AUFGABENSTELLUNG -
Drucken Sie aus dem unten vorgegebenen Text den Abschnitt wortgetreu ab, beginnend bei „Ich weiß nicht, warum“ und endend bei „nicht aufgegeben hätte.“.

Ich weiß nicht, warum mich diese Gefühle gerade so einholen – warum es sich gerade wieder so überwältigend schmerzhaft anfühlt, dass die Übergriffe passiert sind und ich an diesem Punkt bin. Dass ich mir kaum erlauben kann, da zu sein. Dass es sich anfühlt, als wäre ich unwiderruflich kaputt, beschmutzt. Als könnte ich mich nie davon erholen, nie wieder wirklich lebendig sein, weil ich damals verloren gegangen bin. Weil ich, egal, wie sehr ich es mir wünsche und hoffe, diesen Teil von mir nicht retten kann. Wenn ich früher gesprochen hätte. Wenn ich stärker gewesen wäre. Wenn ich den Mut gehabt hätte, mich zu wehren. Es hätte so viele Abzweigungen gegeben, wenn ich nicht aufgegeben hätte.

BEREITGESTELLTE DATEN -
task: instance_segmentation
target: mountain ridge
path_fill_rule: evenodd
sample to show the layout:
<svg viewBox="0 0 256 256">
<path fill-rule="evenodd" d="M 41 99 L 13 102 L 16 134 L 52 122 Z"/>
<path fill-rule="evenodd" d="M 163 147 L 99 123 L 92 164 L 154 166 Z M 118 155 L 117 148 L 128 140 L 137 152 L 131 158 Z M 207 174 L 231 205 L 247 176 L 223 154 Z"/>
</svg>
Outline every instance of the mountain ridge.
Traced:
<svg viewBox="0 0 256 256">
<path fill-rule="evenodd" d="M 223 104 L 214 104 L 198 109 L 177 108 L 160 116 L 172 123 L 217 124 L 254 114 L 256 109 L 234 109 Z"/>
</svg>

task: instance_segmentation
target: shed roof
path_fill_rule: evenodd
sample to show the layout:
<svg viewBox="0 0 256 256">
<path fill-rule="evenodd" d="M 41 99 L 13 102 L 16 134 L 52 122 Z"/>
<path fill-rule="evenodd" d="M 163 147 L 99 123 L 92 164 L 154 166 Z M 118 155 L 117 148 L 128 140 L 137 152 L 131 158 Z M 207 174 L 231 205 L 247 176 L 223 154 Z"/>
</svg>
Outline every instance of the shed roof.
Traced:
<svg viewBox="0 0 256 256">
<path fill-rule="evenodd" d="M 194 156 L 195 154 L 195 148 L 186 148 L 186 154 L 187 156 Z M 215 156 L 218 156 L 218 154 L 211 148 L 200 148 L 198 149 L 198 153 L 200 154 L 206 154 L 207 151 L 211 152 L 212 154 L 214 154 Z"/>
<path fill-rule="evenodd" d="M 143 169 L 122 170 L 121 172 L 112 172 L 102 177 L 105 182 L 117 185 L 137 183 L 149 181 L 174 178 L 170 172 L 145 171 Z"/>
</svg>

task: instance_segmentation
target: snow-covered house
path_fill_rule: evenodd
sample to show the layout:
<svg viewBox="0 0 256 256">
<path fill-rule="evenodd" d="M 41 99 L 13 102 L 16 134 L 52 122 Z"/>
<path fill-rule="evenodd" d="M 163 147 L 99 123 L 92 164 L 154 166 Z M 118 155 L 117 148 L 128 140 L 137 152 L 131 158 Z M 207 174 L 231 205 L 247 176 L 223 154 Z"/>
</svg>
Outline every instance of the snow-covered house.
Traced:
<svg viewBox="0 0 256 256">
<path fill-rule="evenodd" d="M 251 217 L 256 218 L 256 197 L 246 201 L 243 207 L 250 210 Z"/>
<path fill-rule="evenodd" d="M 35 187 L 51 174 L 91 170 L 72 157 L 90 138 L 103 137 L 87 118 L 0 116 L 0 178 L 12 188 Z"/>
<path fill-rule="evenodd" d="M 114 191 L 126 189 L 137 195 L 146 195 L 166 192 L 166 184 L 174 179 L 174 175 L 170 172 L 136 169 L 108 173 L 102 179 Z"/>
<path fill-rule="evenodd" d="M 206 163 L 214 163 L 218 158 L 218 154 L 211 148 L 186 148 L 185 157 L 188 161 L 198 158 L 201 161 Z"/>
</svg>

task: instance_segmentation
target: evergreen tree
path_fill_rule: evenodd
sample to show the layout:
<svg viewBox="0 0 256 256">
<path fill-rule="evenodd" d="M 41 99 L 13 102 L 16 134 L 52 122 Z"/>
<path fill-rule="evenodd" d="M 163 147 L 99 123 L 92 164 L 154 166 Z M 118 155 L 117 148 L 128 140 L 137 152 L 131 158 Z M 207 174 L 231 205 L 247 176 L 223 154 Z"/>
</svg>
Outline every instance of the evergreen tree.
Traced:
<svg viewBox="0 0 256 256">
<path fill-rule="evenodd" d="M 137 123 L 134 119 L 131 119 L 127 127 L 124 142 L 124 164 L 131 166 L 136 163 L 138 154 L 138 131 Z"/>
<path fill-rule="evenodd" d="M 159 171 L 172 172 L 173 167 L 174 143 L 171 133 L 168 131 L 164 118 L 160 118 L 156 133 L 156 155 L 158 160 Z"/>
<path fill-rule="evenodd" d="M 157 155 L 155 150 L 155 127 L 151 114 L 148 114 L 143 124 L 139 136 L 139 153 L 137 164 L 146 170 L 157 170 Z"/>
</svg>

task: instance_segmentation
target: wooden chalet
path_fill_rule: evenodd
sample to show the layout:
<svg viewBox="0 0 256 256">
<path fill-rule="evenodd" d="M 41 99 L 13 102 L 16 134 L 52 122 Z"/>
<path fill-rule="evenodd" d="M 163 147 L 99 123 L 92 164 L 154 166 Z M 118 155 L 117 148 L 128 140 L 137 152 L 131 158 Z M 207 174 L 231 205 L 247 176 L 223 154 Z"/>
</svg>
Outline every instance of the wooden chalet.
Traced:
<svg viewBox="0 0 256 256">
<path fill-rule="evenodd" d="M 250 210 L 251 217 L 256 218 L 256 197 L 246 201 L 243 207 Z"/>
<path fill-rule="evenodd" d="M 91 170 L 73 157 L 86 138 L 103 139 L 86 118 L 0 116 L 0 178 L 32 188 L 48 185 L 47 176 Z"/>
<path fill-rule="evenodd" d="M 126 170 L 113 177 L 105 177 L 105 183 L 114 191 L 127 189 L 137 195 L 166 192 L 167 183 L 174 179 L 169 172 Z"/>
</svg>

ANTWORTFELD -
Ich weiß nicht, warum mich diese Gefühle gerade so einholen – warum es sich gerade wieder so überwältigend schmerzhaft anfühlt, dass die Übergriffe passiert sind und ich an diesem Punkt bin. Dass ich mir kaum erlauben kann, da zu sein. Dass es sich anfühlt, als wäre ich unwiderruflich kaputt, beschmutzt. Als könnte ich mich nie davon erholen, nie wieder wirklich lebendig sein, weil ich damals verloren gegangen bin. Weil ich, egal, wie sehr ich es mir wünsche und hoffe, diesen Teil von mir nicht retten kann. Wenn ich früher gesprochen hätte. Wenn ich stärker gewesen wäre. Wenn ich den Mut gehabt hätte, mich zu wehren. Es hätte so viele Abzweigungen gegeben, wenn ich nicht aufgegeben hätte.